Aim A | In the post on reaching Ramana's state, in what year did Arunachala Ramana die?

Supplied passage |

I don’t know of a single living person who:
1. Claims to have reached Ramana’s state by following the method that he taught, and
2. Teaches that method.
The only person I can think of who met those criteria was Arunachala Ramana, the man who started Aham and wrote this book, but he died in 2010. (I think he probably really was in Ramana’s state.)
I mainly know about teachers who write and give talks in English, so it’s likely that I’m overlooking people who teach mostly in other languages.
Who can we add to the list?
Michael Langford perhaps?
Hi Freddie,
Gary Weber seems to have reached Ramana’s state and there is also science to back this up. Gary was part of studies.
https://happinessbeyondthought.blogspot.com/?m=1
In my understanding and experience there are three steps:
1) Landing in Awareness , the first glimpse of Self… you know that thinking and Awareness are different.
2. Start abiding in Awareness… it increases as we start staying in self, even during normal walks of Life. One keeps shifting between Awareness and losing to mind. As we advance moments of Awareness are more and we catch ourselves when we get lost with mind.
3. Effortless , choice less Awareness … Sahaja Samadhi…. where we are in Oneness!
There is no difference between seer and seen! The ultimate state of Being… Sahaja Samadhi.!!
In my view, second stage is where few of us are … but to reach Ramana’s stage, either needs God’s grace ( in rare cases as sudden exaltation ) and/ or incessant practice!
Nevertheless, there is no reason to prove to anyone . It’s better to spend our time to perfect that stage.
Please do not publish my comments, name or details anywhere. My request
Grateful that you have posted this question. I agree as another commenter suggests, possibly Michael Langford, but still not fully certain. I was in a private yahoo group with him almost ten years ago and my experience in this group left me not so sure. Given that I am not self-realized, I acknowledge too that my doubts could very easily be my own ignorance. He has now (at least to my knowledge) almost completely disappeared from his already reclusive public life. I wish he were more available now, maybe my “growth” (God-willing there has been growth), would allow me to see things differently, more clearly in regard to him. This post reminded has me that I need to read his personal account — I actually just paused and ordered it from Amazon in the middle of typing this comment 🙂
A bit off-topic, ie., not specific to Ramana Maharshi, is that I have a long-list of “gurus”, that that at first glance seem quite compelling and possibly self-realized, only to find out that they are abusive, controlling, donned with worldly-possessions and money (not that this necessarily preclude self-realization), and clearly have an ego-self that is alive and well. It is disconcerting and makes an already challenging (and beautiful) path for seekers even more difficult.

Records to use |

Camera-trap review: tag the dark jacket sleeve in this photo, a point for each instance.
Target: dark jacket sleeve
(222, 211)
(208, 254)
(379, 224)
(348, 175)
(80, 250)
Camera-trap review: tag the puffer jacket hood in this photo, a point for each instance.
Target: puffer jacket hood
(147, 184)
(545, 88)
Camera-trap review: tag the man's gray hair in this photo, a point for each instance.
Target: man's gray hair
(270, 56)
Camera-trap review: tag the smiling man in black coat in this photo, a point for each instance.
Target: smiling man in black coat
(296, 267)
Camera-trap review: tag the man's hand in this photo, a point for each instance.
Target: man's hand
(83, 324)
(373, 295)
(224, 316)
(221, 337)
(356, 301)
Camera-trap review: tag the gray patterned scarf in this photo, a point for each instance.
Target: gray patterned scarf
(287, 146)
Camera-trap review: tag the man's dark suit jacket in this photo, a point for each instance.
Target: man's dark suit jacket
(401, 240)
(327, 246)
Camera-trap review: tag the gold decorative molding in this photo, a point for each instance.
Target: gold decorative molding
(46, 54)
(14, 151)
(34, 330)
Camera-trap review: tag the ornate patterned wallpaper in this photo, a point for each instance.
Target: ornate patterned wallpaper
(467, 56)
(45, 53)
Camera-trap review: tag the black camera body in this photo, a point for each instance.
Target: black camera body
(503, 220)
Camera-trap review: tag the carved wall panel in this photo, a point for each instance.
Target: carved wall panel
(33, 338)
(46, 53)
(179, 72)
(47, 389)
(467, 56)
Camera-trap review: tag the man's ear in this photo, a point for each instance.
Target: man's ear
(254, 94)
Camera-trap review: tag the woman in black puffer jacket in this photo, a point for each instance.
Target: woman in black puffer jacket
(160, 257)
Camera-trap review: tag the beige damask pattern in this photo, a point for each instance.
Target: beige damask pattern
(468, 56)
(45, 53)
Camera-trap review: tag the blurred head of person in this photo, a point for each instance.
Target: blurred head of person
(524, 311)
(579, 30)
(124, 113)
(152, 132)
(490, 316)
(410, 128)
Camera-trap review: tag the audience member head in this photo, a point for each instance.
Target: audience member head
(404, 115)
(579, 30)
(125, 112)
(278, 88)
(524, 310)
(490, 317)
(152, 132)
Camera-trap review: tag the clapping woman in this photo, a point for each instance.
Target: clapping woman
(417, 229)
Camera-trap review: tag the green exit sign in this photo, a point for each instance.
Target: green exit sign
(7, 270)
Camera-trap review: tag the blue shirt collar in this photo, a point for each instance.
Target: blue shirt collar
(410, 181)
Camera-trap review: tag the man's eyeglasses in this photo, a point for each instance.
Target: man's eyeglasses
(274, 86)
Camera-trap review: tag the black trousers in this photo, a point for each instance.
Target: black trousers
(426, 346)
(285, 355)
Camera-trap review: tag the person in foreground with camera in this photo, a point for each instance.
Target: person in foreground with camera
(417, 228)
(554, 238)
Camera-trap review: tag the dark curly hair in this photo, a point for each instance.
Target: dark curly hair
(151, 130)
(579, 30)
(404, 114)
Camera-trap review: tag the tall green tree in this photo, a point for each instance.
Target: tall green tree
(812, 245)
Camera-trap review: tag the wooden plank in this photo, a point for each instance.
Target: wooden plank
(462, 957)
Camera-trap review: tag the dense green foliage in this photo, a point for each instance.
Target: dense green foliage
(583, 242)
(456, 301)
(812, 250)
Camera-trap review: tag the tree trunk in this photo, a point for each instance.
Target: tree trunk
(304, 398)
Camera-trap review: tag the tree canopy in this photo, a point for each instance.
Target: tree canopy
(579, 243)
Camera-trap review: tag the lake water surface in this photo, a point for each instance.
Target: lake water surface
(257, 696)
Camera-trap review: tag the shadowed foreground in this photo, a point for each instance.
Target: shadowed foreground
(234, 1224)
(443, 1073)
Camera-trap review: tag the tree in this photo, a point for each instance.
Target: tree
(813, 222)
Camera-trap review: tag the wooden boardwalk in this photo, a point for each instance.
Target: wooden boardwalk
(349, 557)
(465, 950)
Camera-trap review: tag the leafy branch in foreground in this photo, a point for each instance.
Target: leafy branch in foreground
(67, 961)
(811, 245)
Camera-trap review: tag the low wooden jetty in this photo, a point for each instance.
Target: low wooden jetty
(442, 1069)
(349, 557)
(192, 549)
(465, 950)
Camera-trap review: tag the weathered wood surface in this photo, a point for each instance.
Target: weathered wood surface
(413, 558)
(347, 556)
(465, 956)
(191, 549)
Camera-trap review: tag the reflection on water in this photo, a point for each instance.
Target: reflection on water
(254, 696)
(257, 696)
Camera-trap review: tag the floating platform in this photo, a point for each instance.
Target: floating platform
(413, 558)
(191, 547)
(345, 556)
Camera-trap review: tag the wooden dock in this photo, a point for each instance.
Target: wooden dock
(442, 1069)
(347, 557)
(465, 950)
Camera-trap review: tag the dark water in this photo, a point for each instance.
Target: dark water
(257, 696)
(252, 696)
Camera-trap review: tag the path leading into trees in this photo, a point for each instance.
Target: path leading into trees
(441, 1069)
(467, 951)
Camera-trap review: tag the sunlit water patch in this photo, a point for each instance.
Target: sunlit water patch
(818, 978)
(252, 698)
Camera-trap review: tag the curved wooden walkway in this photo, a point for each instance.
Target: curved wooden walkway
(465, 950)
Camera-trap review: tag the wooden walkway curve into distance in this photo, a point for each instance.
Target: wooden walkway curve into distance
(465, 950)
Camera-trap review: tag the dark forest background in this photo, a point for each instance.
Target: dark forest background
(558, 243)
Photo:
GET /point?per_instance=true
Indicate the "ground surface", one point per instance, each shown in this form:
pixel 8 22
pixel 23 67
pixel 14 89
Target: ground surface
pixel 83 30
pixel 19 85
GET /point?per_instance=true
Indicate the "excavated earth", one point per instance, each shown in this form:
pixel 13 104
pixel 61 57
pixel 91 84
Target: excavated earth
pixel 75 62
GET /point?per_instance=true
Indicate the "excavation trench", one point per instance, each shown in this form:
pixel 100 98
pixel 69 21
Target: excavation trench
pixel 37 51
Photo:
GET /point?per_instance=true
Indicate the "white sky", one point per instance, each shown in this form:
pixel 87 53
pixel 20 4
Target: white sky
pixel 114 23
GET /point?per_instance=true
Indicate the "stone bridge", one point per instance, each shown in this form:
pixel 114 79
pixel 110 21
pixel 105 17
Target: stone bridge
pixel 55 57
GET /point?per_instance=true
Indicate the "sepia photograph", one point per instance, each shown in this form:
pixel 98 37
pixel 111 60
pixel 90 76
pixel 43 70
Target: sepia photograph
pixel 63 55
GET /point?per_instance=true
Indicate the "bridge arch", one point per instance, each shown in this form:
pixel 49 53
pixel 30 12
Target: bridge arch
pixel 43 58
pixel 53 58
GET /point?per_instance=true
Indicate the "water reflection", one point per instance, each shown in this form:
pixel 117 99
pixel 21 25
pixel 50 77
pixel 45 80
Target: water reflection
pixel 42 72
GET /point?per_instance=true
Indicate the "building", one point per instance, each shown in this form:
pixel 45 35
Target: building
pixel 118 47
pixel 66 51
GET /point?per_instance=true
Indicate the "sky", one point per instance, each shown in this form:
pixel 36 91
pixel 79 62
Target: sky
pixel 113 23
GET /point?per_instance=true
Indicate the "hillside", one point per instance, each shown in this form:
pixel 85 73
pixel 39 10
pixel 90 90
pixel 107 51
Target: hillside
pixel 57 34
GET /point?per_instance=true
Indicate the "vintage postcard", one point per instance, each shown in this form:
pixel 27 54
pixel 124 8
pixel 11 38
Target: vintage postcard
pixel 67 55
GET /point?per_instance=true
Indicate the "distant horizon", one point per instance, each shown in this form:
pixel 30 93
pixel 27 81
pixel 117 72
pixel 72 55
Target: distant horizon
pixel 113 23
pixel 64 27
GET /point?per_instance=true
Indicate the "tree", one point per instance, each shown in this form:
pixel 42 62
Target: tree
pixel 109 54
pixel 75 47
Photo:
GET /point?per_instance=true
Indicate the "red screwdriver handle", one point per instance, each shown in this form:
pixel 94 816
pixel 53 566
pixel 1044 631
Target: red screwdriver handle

Aim B | Gather every line of the listing that contains the word "dock".

Complete output A | He died in 2010.

Complete output B |
Camera-trap review: tag the wooden dock in this photo, a point for each instance.
Target: wooden dock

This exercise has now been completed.